Extracted data =>
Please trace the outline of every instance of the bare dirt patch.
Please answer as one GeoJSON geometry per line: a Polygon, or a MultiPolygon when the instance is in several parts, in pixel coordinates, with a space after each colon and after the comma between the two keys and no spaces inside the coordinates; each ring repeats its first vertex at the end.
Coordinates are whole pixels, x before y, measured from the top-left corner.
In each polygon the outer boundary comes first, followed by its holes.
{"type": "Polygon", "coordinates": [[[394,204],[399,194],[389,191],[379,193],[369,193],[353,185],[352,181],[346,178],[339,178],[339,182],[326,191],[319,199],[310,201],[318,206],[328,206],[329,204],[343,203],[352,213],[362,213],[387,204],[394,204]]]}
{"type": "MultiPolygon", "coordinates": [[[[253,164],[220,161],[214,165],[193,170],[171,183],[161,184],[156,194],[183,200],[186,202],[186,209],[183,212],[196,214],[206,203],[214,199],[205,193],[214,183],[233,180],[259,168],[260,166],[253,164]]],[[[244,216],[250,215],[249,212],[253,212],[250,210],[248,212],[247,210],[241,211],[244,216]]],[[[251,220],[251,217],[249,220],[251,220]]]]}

Your assignment =>
Every line of the data above should be output exactly as written.

Written response =>
Please trace the outline of every instance of the bare dirt patch.
Please answer as one GeoJSON geometry per line: a Polygon, or a MultiPolygon when the instance is in several parts, in pixel coordinates, with a space after each colon and after the comma between the two keys and no spaces inside the coordinates; each ring repeats its first vertex at the end.
Coordinates are whole pixels, x before y, measured from the top-left corner.
In each polygon the outer boundary comes first, followed by its holes.
{"type": "Polygon", "coordinates": [[[394,204],[399,194],[389,191],[379,193],[369,193],[353,185],[352,181],[346,178],[339,178],[339,182],[326,191],[319,199],[310,201],[318,206],[328,206],[329,204],[343,203],[352,213],[362,213],[387,204],[394,204]]]}
{"type": "MultiPolygon", "coordinates": [[[[253,164],[220,161],[214,165],[193,170],[171,183],[161,184],[156,194],[183,200],[186,202],[186,209],[183,212],[196,214],[206,203],[214,199],[205,193],[214,183],[233,180],[259,168],[260,166],[253,164]]],[[[244,216],[250,215],[249,212],[253,212],[250,210],[248,212],[247,210],[241,211],[244,216]]],[[[251,220],[251,217],[249,220],[251,220]]]]}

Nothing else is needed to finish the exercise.